— Exercise passage —
▼▼▼
- Theatrical poster
- Directed by: Stephanie Soechtig
- Written by: Stephanie Soechtig; Mark Monroe;
- Produced by: Stephanie Soechtig; Sarah Olson; Eve Marson;
- Narrated by: Katie Couric
- Cinematography: Scott Sinkler
- Edited by: Brian David Lazarte; Tina Nguyen; Dan Swietlik;
- Music by: Michael Brook
- Production companies: Atlas Films Diamond Docs Artemis Rising Foundation
- Distributed by: RADiUS-TWC
- Release dates: January 19, 2014 (Sundance); May 9, 2014 (United States);
- Running time: 92 minutes
- Country: United States
- Language: English
- Box office: $1.5 million

= Fed Up (film) =

2014 documentary film by Stephanie Soechting

Fed Up is a 2014 American documentary film directed, written and produced by Stephanie Soechtig. The film focuses on the causes of obesity in the US, presenting evidence showing large quantities of sugar in processed foods are an overlooked root of the problem, and points to the monied lobbying power of "Big Sugar" in blocking attempts to enact policies to address the issue.
▲▲▲
— Extracted data —
▼▼▼
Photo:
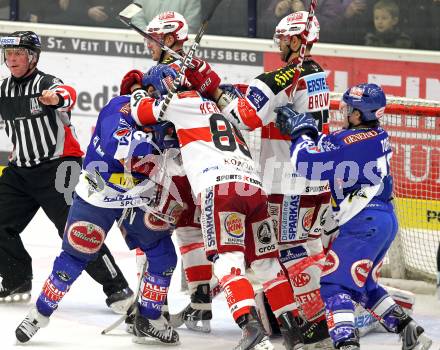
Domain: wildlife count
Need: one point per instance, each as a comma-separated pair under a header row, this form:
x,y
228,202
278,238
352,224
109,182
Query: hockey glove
x,y
203,78
165,135
295,124
130,78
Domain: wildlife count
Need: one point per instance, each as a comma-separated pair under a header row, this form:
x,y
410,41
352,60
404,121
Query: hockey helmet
x,y
169,23
369,99
295,24
161,77
22,39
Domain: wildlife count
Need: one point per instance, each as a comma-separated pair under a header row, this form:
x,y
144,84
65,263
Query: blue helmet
x,y
160,77
369,99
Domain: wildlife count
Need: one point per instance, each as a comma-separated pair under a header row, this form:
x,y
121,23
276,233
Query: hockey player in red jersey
x,y
171,29
237,229
299,208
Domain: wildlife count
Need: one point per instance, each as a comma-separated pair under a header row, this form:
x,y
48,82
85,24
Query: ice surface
x,y
83,314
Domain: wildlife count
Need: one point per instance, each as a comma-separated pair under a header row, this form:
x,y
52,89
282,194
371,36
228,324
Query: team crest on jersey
x,y
307,219
85,237
264,243
360,271
257,97
35,106
301,279
331,263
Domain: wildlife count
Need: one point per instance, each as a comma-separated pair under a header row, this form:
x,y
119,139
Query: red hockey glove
x,y
132,77
203,78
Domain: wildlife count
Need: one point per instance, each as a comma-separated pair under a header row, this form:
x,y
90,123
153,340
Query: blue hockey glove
x,y
165,135
295,124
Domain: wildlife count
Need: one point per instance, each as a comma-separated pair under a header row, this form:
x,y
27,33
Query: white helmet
x,y
295,24
169,23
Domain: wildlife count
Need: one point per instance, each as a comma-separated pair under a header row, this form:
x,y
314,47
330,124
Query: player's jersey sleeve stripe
x,y
271,132
187,136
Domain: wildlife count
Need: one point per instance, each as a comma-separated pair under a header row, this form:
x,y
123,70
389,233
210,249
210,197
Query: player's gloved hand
x,y
295,124
202,78
165,135
130,78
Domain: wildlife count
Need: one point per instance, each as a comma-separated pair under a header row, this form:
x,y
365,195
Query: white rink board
x,y
83,314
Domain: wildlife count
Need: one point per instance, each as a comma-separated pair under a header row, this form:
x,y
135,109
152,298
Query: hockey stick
x,y
302,50
125,17
133,306
188,58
▲▲▲
Carry on the text about the film Fed Up, starting after its last sentence. The items have nothing to do with the text about the film Fed Up.

==Synopsis==
Fed Up shows how the first dietary guidelines issued by the U.S. government 30 years ago overlooked the role of dietary sugar in increasing risks of obesity, diabetes, and associated ill-health outcomes, particularly in children. Since these guidelines effectively condoned the unlimited addition of sugar to foods consumed by children, sugar consumption has greatly increased, obesity has skyrocketed, and generations of children have grown up far fatter than their parents. These children face impaired health and shorter lifespans as a result. As the relationship between the high-sugar diet and poor health has emerged, entrenched sugar industry interests with almost unlimited financial lobbying resources have nullified attempts by parents, schools, states, and in Congress to provide a healthier diet for children.
The film concludes with a list of 20 companies, industry groups and politicians who refused to talk to the filmmakers.

==Production, premiere and release ==
The director, Stephanie Soechtig, said she followed some of the families struggling mightily with obesity, diabetes and other health issues for more than two years during the making of the film. American journalist and TV personality Katie Couric co-produced the documentary and is its narrator. The film premiered in competition category of U.S. Documentary Competition program at the 2014 Sundance Film Festival on January 19, 2014.

After its premiere at the 2014 Sundance Film Festival, RADiUS-TWC acquired distribution rights of the film. The film was released on May 9, 2014, in the United States.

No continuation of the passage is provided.